* _Records supplied_

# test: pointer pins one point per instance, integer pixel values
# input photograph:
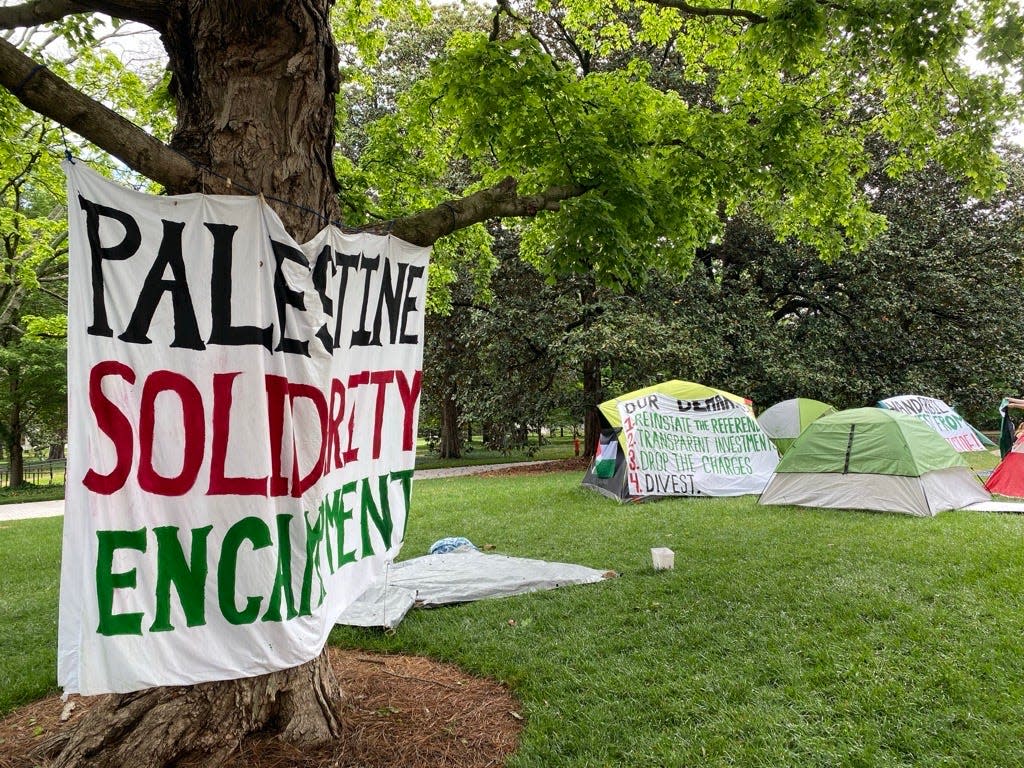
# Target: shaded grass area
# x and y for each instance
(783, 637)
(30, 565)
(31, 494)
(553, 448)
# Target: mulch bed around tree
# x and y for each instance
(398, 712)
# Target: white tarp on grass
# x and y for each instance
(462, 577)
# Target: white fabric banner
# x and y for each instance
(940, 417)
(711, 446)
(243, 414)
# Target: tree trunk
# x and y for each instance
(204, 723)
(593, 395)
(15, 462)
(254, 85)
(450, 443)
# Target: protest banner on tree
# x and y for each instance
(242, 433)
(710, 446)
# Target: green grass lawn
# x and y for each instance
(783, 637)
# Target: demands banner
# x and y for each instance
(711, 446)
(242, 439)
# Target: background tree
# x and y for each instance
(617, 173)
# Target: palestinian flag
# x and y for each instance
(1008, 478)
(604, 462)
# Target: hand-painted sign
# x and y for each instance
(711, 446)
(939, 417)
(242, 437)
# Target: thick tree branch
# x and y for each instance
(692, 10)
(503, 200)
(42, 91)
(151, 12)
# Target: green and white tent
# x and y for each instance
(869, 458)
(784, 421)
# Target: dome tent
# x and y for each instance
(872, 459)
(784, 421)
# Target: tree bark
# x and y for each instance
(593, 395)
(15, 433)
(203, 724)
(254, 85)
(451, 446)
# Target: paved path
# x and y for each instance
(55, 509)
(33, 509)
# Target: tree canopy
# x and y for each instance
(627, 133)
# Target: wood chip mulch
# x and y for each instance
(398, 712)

* * *

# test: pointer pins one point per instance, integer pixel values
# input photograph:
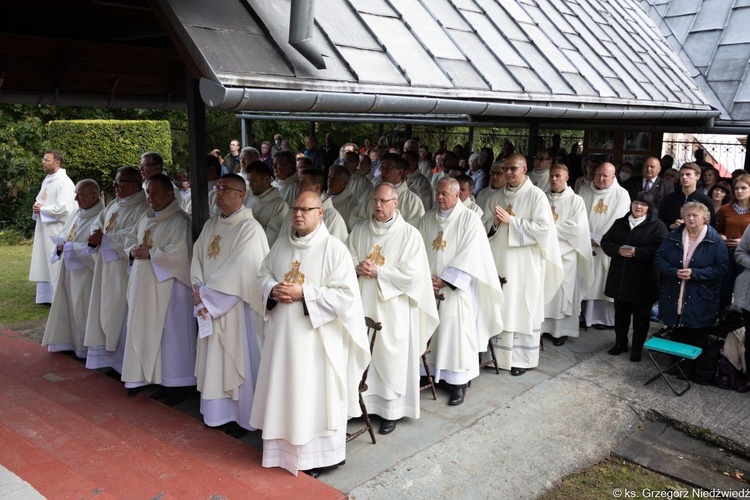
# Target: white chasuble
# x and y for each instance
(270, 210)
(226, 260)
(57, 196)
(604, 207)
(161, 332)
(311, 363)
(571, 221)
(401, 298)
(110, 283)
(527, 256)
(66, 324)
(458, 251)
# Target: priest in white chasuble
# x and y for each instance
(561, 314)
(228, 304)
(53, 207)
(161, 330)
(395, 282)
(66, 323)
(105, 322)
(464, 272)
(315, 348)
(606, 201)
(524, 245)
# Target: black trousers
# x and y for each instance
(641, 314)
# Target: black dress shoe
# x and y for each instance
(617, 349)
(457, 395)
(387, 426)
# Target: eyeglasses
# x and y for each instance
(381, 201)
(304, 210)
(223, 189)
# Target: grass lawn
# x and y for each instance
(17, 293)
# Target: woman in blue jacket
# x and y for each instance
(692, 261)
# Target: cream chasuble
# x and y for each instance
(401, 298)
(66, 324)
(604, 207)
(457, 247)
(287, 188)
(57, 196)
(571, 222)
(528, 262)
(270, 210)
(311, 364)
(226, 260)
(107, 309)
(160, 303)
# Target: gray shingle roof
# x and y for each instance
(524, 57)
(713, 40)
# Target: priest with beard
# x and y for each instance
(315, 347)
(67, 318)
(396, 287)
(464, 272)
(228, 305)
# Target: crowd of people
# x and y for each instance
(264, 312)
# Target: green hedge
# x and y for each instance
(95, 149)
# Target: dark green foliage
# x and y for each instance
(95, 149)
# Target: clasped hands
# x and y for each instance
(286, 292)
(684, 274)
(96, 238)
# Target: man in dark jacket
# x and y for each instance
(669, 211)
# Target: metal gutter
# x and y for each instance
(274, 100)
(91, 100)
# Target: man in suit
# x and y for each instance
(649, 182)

* _Task directions_
Pick out and copy each line of the entries that contains the string "dark". Matching is case-sensitive.

* _Task output_
# Target: dark green foliage
# Target: man in dark jacket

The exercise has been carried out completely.